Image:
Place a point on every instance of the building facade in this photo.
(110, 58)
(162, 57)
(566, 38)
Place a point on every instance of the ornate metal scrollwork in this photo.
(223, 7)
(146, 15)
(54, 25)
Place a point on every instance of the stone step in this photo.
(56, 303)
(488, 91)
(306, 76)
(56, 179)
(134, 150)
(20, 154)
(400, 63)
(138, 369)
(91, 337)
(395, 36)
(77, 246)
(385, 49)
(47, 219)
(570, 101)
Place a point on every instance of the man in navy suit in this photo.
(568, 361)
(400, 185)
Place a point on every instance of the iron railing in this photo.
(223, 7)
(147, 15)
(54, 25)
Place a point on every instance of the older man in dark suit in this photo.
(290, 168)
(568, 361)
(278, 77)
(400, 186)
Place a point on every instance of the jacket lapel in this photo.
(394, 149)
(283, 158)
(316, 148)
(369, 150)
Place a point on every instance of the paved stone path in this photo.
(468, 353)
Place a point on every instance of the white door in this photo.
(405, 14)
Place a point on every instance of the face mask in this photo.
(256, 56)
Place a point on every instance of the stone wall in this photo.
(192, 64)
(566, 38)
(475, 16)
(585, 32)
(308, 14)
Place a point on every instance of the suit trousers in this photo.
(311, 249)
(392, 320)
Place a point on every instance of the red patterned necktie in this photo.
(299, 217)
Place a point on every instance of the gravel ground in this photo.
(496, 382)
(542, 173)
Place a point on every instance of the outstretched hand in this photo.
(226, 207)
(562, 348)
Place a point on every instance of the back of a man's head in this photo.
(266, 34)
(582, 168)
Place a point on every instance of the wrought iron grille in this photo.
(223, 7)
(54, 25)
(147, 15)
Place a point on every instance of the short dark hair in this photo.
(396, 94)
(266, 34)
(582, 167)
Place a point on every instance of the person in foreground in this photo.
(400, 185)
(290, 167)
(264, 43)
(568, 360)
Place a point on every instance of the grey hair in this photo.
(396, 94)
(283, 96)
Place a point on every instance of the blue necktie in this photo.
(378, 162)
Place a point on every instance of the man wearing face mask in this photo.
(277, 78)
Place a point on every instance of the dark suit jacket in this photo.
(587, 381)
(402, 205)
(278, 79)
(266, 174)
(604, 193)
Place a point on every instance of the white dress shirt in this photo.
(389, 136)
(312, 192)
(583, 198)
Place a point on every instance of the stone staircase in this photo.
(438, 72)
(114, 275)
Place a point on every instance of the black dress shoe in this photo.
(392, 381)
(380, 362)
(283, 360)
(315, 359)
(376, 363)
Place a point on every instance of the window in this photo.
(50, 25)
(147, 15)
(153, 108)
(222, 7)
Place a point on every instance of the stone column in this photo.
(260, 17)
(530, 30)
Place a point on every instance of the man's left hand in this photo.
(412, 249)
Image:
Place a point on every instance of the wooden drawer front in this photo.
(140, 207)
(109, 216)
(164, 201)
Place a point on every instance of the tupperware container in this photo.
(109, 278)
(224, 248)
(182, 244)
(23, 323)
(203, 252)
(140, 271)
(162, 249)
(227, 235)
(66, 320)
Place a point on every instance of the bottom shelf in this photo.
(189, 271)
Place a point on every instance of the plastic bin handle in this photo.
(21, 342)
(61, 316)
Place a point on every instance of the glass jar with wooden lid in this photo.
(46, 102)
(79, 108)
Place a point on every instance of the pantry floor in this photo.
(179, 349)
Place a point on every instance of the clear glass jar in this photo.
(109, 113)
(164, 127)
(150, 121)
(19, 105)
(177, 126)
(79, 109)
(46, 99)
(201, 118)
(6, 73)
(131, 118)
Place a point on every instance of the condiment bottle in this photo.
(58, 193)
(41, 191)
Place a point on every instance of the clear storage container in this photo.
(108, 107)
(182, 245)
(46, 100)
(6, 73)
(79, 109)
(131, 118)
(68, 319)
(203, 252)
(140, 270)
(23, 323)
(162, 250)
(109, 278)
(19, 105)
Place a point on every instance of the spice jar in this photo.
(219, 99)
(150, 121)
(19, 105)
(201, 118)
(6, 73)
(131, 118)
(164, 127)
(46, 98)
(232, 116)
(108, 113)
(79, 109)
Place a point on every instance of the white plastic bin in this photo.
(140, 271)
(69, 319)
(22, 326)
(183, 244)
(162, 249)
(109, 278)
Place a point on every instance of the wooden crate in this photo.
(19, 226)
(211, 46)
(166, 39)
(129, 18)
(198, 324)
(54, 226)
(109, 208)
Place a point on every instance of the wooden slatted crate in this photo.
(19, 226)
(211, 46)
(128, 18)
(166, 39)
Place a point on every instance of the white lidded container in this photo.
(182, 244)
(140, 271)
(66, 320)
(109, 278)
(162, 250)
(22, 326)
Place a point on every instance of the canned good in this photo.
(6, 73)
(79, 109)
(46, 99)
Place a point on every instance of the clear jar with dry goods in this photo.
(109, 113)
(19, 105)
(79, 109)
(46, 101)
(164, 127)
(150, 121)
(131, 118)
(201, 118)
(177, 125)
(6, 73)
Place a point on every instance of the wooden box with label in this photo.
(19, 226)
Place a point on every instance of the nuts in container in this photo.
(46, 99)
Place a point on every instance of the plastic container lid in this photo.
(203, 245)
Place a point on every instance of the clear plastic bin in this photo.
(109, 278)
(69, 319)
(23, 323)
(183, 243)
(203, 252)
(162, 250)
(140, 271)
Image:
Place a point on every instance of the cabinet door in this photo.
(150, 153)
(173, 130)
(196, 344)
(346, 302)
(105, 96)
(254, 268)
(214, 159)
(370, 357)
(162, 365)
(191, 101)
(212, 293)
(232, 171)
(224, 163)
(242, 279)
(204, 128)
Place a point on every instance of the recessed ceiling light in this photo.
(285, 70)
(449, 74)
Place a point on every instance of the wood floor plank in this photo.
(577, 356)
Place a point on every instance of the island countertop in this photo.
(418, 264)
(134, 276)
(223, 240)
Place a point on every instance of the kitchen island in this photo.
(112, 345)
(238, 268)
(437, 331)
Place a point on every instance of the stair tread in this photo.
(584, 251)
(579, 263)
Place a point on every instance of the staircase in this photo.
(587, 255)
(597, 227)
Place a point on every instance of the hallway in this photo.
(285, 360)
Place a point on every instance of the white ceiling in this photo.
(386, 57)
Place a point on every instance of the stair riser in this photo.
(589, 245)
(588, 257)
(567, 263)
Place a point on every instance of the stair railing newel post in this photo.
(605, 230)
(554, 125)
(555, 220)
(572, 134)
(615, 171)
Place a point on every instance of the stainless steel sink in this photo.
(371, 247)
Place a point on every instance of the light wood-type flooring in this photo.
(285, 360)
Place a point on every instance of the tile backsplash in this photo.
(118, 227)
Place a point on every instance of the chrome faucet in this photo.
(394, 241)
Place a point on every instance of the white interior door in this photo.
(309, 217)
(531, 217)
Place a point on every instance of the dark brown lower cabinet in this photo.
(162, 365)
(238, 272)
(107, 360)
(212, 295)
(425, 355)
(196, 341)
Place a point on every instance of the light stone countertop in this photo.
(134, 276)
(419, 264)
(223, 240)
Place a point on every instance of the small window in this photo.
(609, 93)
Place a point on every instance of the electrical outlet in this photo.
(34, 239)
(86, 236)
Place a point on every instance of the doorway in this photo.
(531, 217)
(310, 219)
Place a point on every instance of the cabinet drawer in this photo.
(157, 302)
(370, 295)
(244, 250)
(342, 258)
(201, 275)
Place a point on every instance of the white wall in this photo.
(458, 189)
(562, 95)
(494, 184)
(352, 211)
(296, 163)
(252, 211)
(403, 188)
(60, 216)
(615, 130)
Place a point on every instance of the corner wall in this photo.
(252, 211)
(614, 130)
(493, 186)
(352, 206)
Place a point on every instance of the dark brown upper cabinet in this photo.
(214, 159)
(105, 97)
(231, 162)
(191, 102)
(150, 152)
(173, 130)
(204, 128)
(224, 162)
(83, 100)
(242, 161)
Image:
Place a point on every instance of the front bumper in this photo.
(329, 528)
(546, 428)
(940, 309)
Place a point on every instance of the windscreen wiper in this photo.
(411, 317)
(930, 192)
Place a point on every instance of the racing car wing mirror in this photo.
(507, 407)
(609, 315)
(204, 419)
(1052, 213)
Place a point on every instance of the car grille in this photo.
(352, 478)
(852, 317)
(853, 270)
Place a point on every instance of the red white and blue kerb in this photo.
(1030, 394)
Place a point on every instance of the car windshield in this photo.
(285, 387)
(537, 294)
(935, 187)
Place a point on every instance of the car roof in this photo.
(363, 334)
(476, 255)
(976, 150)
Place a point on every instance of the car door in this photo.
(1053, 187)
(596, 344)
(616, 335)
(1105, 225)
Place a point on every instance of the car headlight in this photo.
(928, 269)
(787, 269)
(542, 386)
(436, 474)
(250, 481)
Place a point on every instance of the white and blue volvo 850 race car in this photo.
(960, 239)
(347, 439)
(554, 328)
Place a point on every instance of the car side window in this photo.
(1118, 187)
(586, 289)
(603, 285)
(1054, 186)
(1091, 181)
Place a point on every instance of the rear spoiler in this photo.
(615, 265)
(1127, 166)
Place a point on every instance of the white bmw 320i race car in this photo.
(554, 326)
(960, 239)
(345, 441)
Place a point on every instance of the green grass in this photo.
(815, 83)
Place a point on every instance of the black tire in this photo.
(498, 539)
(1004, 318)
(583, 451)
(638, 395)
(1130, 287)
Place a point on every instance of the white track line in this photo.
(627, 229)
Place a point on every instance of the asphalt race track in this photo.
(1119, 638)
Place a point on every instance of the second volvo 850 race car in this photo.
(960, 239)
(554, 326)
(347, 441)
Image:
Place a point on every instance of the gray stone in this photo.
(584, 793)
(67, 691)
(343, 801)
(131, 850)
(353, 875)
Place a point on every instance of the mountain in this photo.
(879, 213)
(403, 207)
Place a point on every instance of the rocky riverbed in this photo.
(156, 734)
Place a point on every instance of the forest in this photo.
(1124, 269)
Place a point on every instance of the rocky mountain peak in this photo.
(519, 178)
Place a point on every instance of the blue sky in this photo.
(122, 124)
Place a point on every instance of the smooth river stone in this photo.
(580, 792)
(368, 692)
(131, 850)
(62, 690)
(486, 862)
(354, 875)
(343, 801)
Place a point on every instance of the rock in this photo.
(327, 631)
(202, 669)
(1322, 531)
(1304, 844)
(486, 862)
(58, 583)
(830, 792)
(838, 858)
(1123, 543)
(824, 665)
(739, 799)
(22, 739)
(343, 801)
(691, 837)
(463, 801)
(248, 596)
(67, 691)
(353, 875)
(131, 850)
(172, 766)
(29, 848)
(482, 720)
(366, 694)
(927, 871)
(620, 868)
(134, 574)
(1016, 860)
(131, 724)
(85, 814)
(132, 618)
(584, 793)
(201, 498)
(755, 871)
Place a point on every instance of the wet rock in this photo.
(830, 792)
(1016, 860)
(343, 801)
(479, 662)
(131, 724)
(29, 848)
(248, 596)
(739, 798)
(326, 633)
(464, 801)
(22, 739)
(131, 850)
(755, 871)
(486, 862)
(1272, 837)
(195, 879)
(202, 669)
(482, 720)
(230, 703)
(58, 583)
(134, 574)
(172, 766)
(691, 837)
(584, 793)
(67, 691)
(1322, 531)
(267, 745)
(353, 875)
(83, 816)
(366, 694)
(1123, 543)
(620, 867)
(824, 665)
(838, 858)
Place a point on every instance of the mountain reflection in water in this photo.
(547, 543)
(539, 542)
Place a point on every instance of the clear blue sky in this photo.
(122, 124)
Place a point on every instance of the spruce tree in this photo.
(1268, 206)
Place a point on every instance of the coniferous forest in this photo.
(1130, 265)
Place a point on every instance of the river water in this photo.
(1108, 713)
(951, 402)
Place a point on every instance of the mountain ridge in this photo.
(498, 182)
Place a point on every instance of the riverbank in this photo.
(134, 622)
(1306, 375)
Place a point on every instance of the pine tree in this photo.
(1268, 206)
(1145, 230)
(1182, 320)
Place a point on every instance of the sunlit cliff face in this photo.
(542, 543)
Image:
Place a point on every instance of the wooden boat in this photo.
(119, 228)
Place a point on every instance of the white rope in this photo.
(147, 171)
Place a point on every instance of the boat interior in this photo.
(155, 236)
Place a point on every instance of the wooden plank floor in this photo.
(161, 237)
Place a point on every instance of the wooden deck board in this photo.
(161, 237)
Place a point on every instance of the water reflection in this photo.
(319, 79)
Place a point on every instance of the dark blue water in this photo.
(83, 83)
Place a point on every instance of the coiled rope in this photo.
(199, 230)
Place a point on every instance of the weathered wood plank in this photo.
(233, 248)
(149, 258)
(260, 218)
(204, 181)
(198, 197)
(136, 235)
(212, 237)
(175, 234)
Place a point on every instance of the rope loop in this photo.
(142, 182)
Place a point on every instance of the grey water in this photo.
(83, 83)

----------

Given instruction >> Output exactly the lines from the one containing "Place a point on every instance of the wooden deck" through the last line of the entries, both ends included.

Finished task >>
Place a point on every instance of the wooden deck board in this photo.
(161, 237)
Place a point on every instance of the water reflection in this photo.
(319, 79)
Place a point on every instance of the dark blue water in this photo.
(83, 83)
Place a point on every instance of the coiled rope in this photo.
(199, 230)
Place a point on every instance of the weathered wood plank in this photo.
(233, 248)
(149, 258)
(260, 218)
(204, 181)
(198, 197)
(136, 235)
(212, 237)
(175, 234)
Place a point on every instance of the rope loop in this photo.
(142, 182)
Place a point on every instance of the grey water in this photo.
(83, 83)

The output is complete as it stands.